*** DOCUMENT EXTRACT Section Begins ***

Incidentally … amavis gives funny messages on the sockets. It said connection refused if the socket existed but was not open for listen. If the socket was deleted instead it gave “socket unsafe” errors !
@Miuku: all the permissions are OK for vscan:vscan … if was one of the first things we checked even before posting here !:frowning:

This is the unit file as it stands now … we replaced the two red lines with the green line


# This file is part of package amavisd-new.
#
# Copyright (c) 2011 SuSE LINUX Products GmbH, Germany.
# Author: Werner Fink
# Please send feedback to http://www.suse.de/feedback
#
# Description:
#
#  Used to start the amavisd
#       Amavisd-new is a high-performance interface between mailer (MTA) and
#       content checkers: virus scanners or SpamAssassin. It talks to the MTA
#       via (E)SMTP, LMTP, or by using helper programs.
#
[Unit]
Description=Amavisd-new Virus Scanner interface
Requires=var-run.mount
Wants=nss-lookup.target network.target remote-fs.target time-sync.target
After=var-run.mount nss-lookup.target network.target remote-fs.target time-sync.target
Wants=named.service clamd.service
After=named.service clamd.service
Before=mail-transfer-agent.target

[Service]
Type=forking
PIDFile=/var/spool/amavis/amavisd.pid
ExecStartPre=-/bin/echo 'Starting virus-scanner (amavisd-new):'
EnvironmentFile=-/etc/sysconfig/amavis
### IFC ### ExecStartPre=/usr/sbin/amavisd-milter.sh start
### IFC ### ExecStart=/usr/sbin/amavisd start
ExecStart=/ifc/util/amavisd-ifc.patch
ExecStartPost=
ExecReload=/usr/sbin/amavisd reload
ExecStop=/usr/sbin/amavisd stop
ExecStopPost=/usr/sbin/amavisd-milter.sh stop

[Install]
WantedBy=multi-user.target

Essentially everything works all right if the two commands to start the milter and amavis are issued from the following script, not if they are issued by ExecStarPre and ExecStart

#!/bin/bash
/usr/sbin/amavisd-milter.sh start
/usr/sbin/amavisd start
exit

I do not think it has much sense to post the output of systemctl status now, that everything works, and we cannot downgrade to the situation when it was not working (the machine has been put to production), but anyhow here it is

● amavis.service - Amavisd-new Virus Scanner interface
   Loaded: loaded (/usr/lib/systemd/system/amavis.service; enabled; vendor preset: disabled)

*** DOCUMENT EXTRACT Section Ends ***
*** EXTRACTED RECORDS Section Begins ***

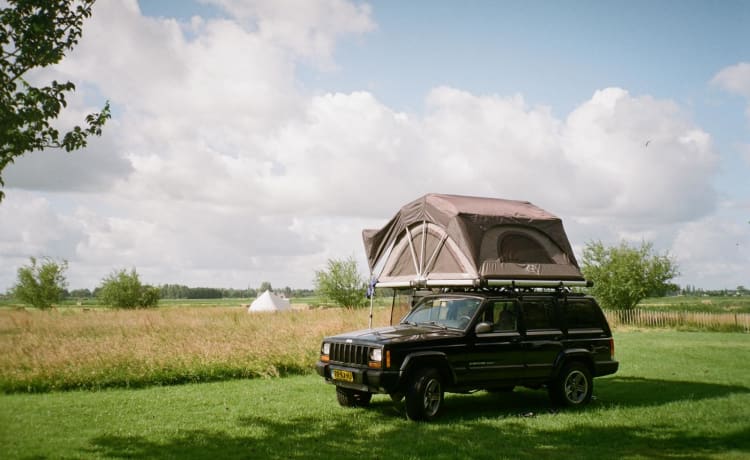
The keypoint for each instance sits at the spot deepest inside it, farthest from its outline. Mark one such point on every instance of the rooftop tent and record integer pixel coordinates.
(268, 301)
(451, 240)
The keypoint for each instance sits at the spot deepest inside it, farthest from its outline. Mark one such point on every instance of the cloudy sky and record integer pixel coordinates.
(252, 140)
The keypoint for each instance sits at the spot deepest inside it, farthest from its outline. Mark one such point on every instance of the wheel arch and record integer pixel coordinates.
(580, 355)
(424, 360)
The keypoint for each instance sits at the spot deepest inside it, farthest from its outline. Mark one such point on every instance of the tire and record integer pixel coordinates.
(425, 395)
(352, 398)
(396, 397)
(502, 389)
(573, 387)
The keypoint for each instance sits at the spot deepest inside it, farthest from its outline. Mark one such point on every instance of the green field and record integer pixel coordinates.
(677, 395)
(712, 304)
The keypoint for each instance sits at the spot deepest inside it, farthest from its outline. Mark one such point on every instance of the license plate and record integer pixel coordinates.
(345, 376)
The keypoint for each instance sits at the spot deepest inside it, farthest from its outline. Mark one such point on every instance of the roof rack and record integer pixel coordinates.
(478, 283)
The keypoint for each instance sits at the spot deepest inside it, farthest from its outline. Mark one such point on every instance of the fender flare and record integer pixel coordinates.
(573, 354)
(437, 357)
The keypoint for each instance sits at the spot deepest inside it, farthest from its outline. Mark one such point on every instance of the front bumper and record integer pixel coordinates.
(370, 380)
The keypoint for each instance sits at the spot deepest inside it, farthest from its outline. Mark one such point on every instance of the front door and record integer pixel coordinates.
(497, 356)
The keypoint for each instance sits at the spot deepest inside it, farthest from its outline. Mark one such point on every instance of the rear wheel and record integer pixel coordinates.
(352, 398)
(573, 387)
(424, 398)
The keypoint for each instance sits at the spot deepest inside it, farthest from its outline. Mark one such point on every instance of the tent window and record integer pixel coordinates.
(518, 248)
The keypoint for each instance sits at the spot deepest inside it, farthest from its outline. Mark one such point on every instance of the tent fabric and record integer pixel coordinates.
(451, 237)
(268, 301)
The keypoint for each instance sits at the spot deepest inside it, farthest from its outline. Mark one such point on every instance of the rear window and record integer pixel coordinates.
(539, 314)
(582, 314)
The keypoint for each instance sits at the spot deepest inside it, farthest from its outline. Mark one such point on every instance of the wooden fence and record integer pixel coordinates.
(680, 319)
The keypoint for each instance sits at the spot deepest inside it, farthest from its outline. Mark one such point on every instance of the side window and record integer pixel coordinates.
(504, 316)
(539, 314)
(582, 314)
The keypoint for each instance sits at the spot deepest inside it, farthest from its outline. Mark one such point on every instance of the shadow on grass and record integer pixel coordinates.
(476, 426)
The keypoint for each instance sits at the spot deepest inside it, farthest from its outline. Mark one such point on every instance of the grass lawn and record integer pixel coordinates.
(677, 395)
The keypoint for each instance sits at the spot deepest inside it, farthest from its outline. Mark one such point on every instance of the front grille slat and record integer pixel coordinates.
(347, 353)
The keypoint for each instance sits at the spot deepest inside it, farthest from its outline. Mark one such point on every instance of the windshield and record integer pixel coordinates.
(447, 312)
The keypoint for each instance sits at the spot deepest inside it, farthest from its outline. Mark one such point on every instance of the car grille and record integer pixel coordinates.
(348, 353)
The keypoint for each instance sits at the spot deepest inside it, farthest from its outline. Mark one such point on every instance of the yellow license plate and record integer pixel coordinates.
(346, 376)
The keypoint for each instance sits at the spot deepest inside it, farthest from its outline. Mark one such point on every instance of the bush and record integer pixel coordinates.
(624, 275)
(41, 285)
(124, 290)
(341, 283)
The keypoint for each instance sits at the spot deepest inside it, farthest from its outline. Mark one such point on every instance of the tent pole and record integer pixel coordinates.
(372, 300)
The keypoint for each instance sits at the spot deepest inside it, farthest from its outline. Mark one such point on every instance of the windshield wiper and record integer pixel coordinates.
(435, 323)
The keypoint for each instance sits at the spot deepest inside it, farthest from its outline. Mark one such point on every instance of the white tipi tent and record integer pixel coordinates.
(268, 301)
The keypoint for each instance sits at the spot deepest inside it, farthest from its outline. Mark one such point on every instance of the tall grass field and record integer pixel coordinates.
(677, 395)
(67, 349)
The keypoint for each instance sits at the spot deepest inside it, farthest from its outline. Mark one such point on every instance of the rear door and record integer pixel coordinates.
(497, 356)
(541, 335)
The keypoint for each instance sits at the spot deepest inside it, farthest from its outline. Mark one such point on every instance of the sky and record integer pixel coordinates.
(253, 140)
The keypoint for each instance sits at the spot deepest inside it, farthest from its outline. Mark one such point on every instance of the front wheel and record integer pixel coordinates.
(424, 398)
(352, 398)
(573, 387)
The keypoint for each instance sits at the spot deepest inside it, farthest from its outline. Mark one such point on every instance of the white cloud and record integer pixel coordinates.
(222, 170)
(714, 252)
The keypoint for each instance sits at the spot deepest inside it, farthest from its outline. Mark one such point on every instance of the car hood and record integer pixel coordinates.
(397, 334)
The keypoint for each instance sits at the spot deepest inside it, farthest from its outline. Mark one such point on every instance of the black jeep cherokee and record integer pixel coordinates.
(483, 339)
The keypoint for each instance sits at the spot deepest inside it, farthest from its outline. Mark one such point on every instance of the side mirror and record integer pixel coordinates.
(483, 327)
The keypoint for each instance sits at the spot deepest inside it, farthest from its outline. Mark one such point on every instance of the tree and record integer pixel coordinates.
(341, 283)
(36, 34)
(41, 284)
(124, 290)
(624, 275)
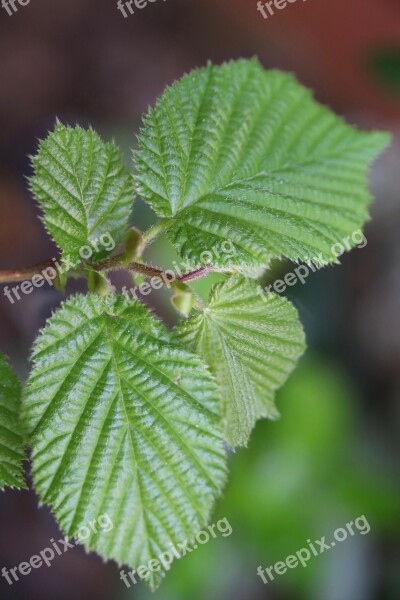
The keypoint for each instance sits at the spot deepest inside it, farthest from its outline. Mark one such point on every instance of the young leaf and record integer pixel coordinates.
(235, 152)
(84, 190)
(251, 342)
(126, 423)
(11, 441)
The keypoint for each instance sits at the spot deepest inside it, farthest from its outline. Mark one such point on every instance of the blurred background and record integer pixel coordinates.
(334, 454)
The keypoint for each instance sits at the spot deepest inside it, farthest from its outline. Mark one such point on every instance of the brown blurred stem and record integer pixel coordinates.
(109, 264)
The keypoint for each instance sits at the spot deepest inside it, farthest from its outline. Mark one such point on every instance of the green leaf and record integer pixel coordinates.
(237, 153)
(11, 441)
(126, 423)
(251, 342)
(84, 190)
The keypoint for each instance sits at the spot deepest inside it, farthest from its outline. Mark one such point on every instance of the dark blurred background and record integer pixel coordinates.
(334, 454)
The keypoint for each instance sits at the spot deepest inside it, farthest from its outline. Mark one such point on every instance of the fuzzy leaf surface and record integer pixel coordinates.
(237, 153)
(123, 423)
(11, 440)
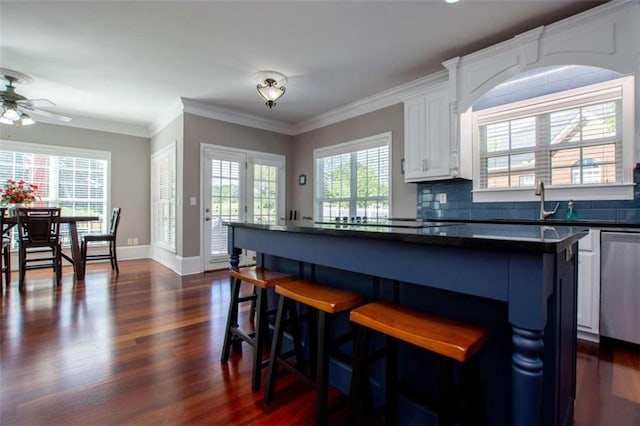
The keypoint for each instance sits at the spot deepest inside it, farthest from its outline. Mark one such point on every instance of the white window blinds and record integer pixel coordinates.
(75, 180)
(353, 179)
(574, 138)
(163, 200)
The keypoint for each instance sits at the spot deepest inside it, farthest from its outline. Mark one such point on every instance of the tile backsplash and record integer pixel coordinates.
(459, 205)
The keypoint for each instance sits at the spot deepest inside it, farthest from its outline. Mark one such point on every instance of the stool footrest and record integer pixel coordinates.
(247, 298)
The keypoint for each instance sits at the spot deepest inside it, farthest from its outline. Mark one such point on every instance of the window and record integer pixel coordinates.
(571, 139)
(354, 179)
(163, 198)
(74, 179)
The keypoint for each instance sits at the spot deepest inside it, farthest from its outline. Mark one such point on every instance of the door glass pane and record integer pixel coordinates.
(265, 194)
(225, 202)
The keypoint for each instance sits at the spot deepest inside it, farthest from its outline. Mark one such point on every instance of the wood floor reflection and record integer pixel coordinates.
(143, 347)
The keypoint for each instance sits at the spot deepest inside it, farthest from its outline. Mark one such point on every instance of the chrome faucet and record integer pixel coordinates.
(543, 213)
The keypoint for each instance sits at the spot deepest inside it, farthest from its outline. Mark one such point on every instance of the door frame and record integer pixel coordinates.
(250, 158)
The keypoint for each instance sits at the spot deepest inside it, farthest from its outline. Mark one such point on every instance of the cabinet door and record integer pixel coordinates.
(427, 136)
(589, 286)
(415, 148)
(586, 310)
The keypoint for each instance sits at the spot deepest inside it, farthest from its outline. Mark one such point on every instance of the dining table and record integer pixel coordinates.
(72, 221)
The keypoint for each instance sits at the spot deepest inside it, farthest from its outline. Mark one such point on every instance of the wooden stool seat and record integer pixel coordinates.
(323, 298)
(452, 340)
(443, 336)
(261, 279)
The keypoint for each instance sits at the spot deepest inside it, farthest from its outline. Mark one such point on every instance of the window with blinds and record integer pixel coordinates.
(354, 179)
(73, 179)
(572, 138)
(163, 198)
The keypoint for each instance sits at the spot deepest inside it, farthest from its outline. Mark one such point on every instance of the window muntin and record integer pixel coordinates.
(353, 179)
(265, 194)
(225, 202)
(556, 140)
(76, 180)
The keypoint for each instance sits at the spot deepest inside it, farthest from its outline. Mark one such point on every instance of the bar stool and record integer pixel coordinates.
(323, 300)
(261, 280)
(452, 340)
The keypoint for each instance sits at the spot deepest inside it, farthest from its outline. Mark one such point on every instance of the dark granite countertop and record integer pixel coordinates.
(489, 236)
(598, 224)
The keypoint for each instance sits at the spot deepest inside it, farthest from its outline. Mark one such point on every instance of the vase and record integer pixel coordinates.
(11, 207)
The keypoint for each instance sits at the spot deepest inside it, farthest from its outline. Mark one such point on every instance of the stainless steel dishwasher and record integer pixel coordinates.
(620, 286)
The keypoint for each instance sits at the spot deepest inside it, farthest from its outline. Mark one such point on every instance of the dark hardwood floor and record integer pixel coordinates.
(143, 347)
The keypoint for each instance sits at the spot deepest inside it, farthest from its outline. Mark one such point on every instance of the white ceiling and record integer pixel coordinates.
(127, 62)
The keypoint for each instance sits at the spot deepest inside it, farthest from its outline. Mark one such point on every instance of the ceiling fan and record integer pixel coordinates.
(17, 109)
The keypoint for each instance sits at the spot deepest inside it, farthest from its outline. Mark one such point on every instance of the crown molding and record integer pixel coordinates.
(204, 109)
(372, 103)
(101, 125)
(166, 116)
(590, 15)
(363, 106)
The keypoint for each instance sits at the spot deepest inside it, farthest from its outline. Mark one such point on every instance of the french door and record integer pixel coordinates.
(238, 186)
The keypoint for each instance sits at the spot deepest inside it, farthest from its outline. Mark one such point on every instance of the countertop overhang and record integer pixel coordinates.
(490, 236)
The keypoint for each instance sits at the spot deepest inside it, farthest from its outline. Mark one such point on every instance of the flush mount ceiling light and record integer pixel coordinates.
(270, 86)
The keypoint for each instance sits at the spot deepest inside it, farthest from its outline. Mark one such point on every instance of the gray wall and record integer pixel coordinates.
(198, 130)
(129, 168)
(403, 203)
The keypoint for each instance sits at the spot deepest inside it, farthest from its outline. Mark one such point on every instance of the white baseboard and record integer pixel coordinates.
(124, 253)
(589, 337)
(180, 265)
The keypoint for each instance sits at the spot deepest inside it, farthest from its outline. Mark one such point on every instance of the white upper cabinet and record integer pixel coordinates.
(427, 142)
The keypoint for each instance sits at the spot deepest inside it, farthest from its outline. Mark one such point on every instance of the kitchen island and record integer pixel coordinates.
(520, 281)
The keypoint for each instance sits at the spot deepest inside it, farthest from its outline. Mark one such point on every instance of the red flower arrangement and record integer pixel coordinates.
(18, 192)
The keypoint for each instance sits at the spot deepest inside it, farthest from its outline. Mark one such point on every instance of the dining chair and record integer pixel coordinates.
(39, 241)
(109, 238)
(5, 251)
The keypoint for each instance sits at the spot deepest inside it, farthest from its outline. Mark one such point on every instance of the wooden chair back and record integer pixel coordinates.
(115, 221)
(39, 225)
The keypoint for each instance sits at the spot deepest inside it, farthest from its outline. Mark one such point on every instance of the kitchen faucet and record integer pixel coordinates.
(540, 191)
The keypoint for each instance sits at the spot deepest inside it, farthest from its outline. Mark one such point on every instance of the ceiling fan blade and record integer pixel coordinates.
(37, 103)
(35, 112)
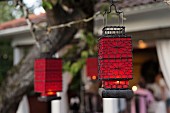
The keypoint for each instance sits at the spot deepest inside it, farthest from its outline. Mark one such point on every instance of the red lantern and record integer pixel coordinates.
(92, 68)
(48, 76)
(115, 62)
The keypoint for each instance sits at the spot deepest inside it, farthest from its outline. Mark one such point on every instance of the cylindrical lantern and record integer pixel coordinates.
(115, 62)
(48, 76)
(92, 68)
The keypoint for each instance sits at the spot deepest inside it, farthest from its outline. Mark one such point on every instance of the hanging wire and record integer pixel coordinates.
(119, 13)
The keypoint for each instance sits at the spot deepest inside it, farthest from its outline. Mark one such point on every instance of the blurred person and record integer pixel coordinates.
(143, 100)
(165, 90)
(160, 93)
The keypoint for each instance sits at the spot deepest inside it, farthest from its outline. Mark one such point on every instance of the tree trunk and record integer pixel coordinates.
(19, 80)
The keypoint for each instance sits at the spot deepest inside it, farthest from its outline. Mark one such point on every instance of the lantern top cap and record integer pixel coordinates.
(114, 30)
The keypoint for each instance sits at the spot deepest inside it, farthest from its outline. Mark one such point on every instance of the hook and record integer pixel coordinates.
(118, 12)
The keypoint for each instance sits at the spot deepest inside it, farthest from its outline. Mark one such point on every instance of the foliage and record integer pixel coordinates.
(8, 11)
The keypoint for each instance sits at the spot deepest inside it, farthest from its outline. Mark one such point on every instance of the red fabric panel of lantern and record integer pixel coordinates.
(115, 58)
(115, 84)
(48, 76)
(92, 68)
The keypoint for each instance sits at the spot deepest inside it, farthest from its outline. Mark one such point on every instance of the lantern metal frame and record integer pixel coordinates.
(114, 32)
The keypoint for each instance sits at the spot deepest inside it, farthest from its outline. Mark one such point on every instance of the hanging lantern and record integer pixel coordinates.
(48, 76)
(115, 61)
(92, 68)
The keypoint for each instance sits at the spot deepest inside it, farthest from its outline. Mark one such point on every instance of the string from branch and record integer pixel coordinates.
(69, 24)
(28, 20)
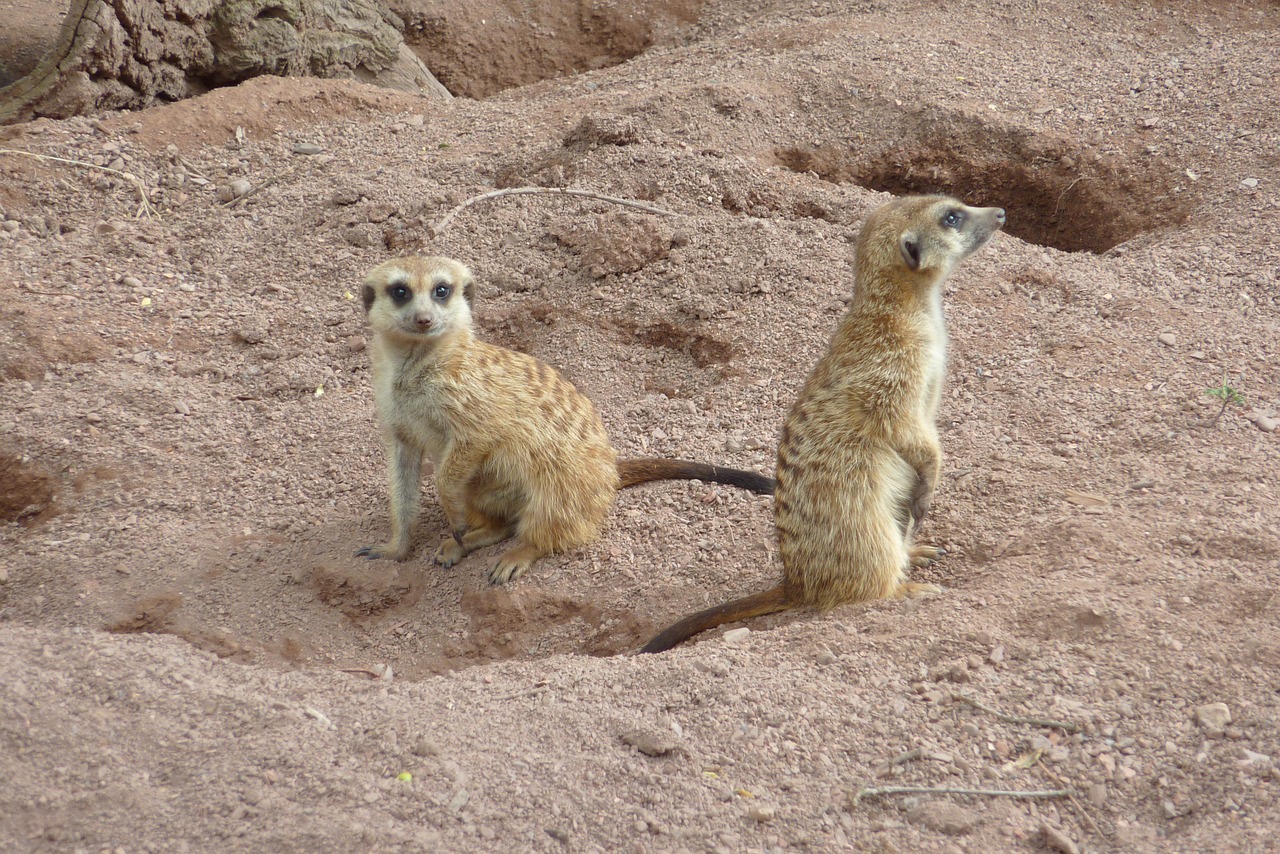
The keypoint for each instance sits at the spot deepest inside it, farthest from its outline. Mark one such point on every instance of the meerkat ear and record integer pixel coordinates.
(909, 246)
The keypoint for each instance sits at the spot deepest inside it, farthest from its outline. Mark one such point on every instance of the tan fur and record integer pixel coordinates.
(859, 456)
(517, 450)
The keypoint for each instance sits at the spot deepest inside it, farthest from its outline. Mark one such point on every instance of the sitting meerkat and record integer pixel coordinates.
(517, 450)
(859, 456)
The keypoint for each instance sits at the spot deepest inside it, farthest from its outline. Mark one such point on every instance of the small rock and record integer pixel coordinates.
(1262, 421)
(234, 190)
(1255, 758)
(424, 747)
(343, 196)
(1214, 717)
(944, 817)
(1057, 841)
(652, 744)
(824, 656)
(251, 333)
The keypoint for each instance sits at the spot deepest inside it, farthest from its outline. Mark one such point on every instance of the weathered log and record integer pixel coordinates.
(129, 54)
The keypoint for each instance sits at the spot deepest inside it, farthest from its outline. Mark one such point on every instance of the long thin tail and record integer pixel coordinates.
(645, 469)
(754, 606)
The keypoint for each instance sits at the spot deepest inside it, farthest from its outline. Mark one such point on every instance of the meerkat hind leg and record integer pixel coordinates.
(481, 530)
(513, 562)
(917, 590)
(924, 555)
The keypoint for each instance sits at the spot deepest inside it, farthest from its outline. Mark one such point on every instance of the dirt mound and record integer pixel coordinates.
(192, 656)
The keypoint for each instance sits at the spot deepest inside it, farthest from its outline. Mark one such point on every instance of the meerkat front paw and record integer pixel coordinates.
(512, 563)
(926, 555)
(451, 552)
(384, 551)
(917, 590)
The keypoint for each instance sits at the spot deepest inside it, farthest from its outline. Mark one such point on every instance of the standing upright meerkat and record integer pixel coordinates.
(859, 456)
(517, 450)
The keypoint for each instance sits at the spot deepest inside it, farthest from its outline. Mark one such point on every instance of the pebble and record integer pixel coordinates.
(1057, 841)
(252, 333)
(344, 196)
(1264, 423)
(234, 190)
(1214, 717)
(652, 744)
(944, 817)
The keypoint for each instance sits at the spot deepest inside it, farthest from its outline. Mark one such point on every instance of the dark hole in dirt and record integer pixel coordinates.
(1050, 200)
(478, 50)
(704, 350)
(26, 489)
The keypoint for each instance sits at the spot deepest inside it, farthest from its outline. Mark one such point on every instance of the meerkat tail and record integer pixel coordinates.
(645, 469)
(754, 606)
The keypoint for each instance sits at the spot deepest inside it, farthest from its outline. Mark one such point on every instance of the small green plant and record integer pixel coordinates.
(1229, 397)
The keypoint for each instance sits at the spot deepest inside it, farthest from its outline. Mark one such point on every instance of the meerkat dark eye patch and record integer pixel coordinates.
(910, 249)
(400, 295)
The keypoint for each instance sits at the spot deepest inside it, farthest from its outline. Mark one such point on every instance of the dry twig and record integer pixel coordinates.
(128, 176)
(1015, 718)
(876, 791)
(552, 191)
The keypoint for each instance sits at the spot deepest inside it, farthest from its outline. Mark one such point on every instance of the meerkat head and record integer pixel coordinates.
(926, 234)
(419, 298)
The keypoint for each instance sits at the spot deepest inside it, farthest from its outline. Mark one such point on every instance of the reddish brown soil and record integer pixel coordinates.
(192, 658)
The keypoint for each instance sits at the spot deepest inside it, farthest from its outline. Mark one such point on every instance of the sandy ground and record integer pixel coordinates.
(192, 658)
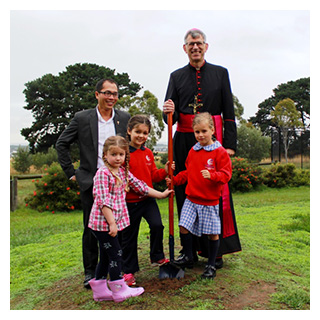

*** EXTRACTED RECORDS Section Ends ***

■ **ACTIVITY**
Write what comes next in the forum post about starting amavis under systemd, picking up from its final line.

■ **ANSWER TO THIS TASK**
   Active: active (running) since Tue 2017-02-14 16:26:40 CET; 24h ago
  Process: 1967 ExecStart=/ifc/util/amavisd-ifc.patch (code=exited, status=0/SUCCESS)
  Process: 1963 ExecStartPre=/bin/echo Starting virus-scanner (amavisd-new): (code=exited, status=0/SUCCESS)
 Main PID: 2009 (/usr/sbin/amavi)
    Tasks: 5 (limit: 512)
   CGroup: /system.slice/amavis.service
           ├─1973 /usr/sbin/amavisd-milter -s local:/var/spool/amavis/amavisd-milter.sock -p /var/spool/amavis/amavisd-milter.pid
           ├─2009 /usr/sbin/amavisd (master)              
           ├─2049 /usr/sbin/amavisd (ch17-avail)          
           └─2050 /usr/sbin/amavisd (ch18-avail)          

Feb 14 16:26:27 oort systemd[1]: Starting Amavisd-new Virus Scanner interface...
Feb 14 16:26:27 oort echo[1963]: Starting virus-scanner (amavisd-new):
Feb 14 16:26:40 oort systemd[1]: Started Amavisd-new Virus Scanner interface.

I give also the netstat -na output (the milter-sock one was missing when it was not running.

unix  2       ACC ]     STREAM     LISTENING     22865  /var/spool/amavis/amavisd-milter.sock
unix  2       ACC ]     STREAM     LISTENING     23250  /var/spool/amavis/amavisd.sock

I wonder if your problem is one of timing…
systemd is capable of running processes in parallel but your posting suggests to me that amavisd-milter may be trying to start before amavisd is fully started.

If someone simply copied what happens in a SysVinit system, because SysVinit has limited or no parallelism, then a timing issue wouldn’t be seen, but might be possible in systemd.

IMO you should submit a bug to https://bugzilla.opensuse.org referencing this Forum thread.

TSU

I have the same problem here and narrowed it down to systemd (pid 1) killing the amavisd-milter process. You can check/verify if that is the same in your case by stracing pid 1 while restarting amavis. I have not yet figured out a way to debug why it is doing that. This also explains why a wrapper script works fine: The wrapper script is killed, but the processes started by it are not.

My suspicion is that it has to do something with PID 1 becominig the parent of the process somehow.